##### TEXTE FOURNI
Comme ces affaires le montrent, les opérations conjointes de sauvetage en mer, comme celles coordonnées par Frontex aux frontières extérieures, souvent permettent aux États et à Frontex d’intercepter et de renvoyer immédiatement les migrants sans les autoriser à mettre pied sur le sol européen. Pendant ces opérations, le droit à un recours effectif des migrants est restreint, sinon absent. Le recours effectif est essentiel tant pour l’accès à l’asile que pour contester, par exemple la privation de liberté ou le renvoi forcé ou autres atteintes aux libertés fondamentales. Il a pour corollaire le droit à l'information, un avocat, un interprète, l'aide juridique et le droit à un recours suspensif de la décision de renvoi forcé[68]. Toutes ces garanties procédurales peuvent difficilement être respectées dans des conditions précisées plus haut.

Les affaires devant la Cour européenne des droits de l’homme confirment qu’une large marge d’appréciation est laissée aux autorités impliquées dans des opérations d’interception quant à la décision à prendre relativement au sort -y compris le lieu de débarquement- des personnes interceptées, notamment celles qui auront besoin d’une protection internationale.

L’interception des migrants porte préjudice aussi au droit d’asile lorsque celle-ci se passe dans des conditions, telles que l’absence d’un recours effectif, qui ne leur permettent pas de demander une protection internationale. Or, l’accès à l’asile des personnes interceptées aux frontières de l’Union demeure limité[69]. En 2012, le Rapporteur spécial des Nations Unies sur les droits de l’homme des migrants, lors de sa visite en Grèce du 25 novembre au 3 décembre 2012, a noté que tandis que Frontex contrôlait les migrants à la frontière pour établir leur nationalité et ainsi faciliter leur expulsion, le Bureau européen d’appui en matière d’asile (BEAA) n’était pas présent, et l’UE n’aide pas les États membres à contrôler les migrants à la frontière afin de recenser les besoins en matière de protection[70]. De même, en Italie, les agents de Frontex ont été autorisés à s’entretenir avec des migrants placés en centre de détention, sans aucune supervision[71].

De graves atteintes aux droits fondamentaux des migrants sont constatées non seulement pendant les interceptions, mais aussi lors des opérations de retour coordonnées ou organisées par Frontex. À titre d’exemple, concernant une opération de retour de ressortissants afghans organisée depuis Munich (Allemagne) jusqu’à Kaboul (Afghanistan) sous l’autorité de Frontex et de la police fédérale allemande, le Comité européen pour la prévention de la torture et des peines ou traitements inhumains ou dégradants (CPT) du Conseil de l’Europe a constaté en 2018 que « les mauvais traitements auraient été infligés à bord de l’avion à une personne éloignée car elle a violemment résisté à son éloignement. Le CPT recommande que les techniques qui empêchent une personne de respirer et/ou qui lui infligent de violentes douleurs en vue de l’obliger à obéir (par exemple, l’écrasement des parties génitales) ne doivent pas être appliquées par les personnels d’escorte de la police »[72].
##########
##### ITEMS DU JEU
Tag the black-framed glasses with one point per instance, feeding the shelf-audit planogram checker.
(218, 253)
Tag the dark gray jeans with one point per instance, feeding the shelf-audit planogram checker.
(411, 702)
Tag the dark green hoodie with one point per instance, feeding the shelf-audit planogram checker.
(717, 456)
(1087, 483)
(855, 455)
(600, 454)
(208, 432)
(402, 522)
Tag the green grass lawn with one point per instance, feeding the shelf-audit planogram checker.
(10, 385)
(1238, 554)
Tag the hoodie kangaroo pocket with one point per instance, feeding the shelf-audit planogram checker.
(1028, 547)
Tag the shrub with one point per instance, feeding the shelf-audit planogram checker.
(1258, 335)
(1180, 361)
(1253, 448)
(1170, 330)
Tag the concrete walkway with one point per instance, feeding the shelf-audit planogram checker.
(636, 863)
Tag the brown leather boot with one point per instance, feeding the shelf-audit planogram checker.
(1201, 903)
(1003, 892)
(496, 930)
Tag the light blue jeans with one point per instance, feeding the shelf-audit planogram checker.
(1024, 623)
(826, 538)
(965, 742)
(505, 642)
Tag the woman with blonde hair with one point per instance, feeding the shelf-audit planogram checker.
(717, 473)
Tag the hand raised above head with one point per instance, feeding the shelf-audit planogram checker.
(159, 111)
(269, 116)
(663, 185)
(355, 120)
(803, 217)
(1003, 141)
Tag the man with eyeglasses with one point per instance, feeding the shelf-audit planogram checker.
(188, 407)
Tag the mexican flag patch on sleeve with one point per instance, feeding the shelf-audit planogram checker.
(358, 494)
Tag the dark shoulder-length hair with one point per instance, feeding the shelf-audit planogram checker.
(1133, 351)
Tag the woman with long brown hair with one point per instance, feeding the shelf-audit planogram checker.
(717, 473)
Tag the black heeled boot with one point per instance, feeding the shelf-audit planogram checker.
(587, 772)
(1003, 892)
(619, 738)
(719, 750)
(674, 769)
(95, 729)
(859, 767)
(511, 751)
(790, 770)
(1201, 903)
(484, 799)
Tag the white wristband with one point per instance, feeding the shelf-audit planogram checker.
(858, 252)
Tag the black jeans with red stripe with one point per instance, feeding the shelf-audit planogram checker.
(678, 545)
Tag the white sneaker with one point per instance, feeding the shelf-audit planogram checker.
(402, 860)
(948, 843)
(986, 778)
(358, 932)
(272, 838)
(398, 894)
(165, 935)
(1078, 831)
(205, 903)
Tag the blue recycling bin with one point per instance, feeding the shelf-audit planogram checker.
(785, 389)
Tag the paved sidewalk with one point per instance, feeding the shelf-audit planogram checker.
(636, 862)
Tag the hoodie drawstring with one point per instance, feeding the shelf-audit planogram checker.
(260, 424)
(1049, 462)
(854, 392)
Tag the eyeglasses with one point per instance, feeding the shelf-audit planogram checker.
##########
- CONSIGNE -
Recopiez fidèlement l'extrait du texte sur Frontex et les droits des migrants, en commençant à "Comme ces affaires" et en terminant à "précisées plus haut.".

- RÉSULTAT OBTENU -
Comme ces affaires le montrent, les opérations conjointes de sauvetage en mer, comme celles coordonnées par Frontex aux frontières extérieures, souvent permettent aux États et à Frontex d’intercepter et de renvoyer immédiatement les migrants sans les autoriser à mettre pied sur le sol européen. Pendant ces opérations, le droit à un recours effectif des migrants est restreint, sinon absent. Le recours effectif est essentiel tant pour l’accès à l’asile que pour contester, par exemple la privation de liberté ou le renvoi forcé ou autres atteintes aux libertés fondamentales. Il a pour corollaire le droit à l'information, un avocat, un interprète, l'aide juridique et le droit à un recours suspensif de la décision de renvoi forcé[68]. Toutes ces garanties procédurales peuvent difficilement être respectées dans des conditions précisées plus haut.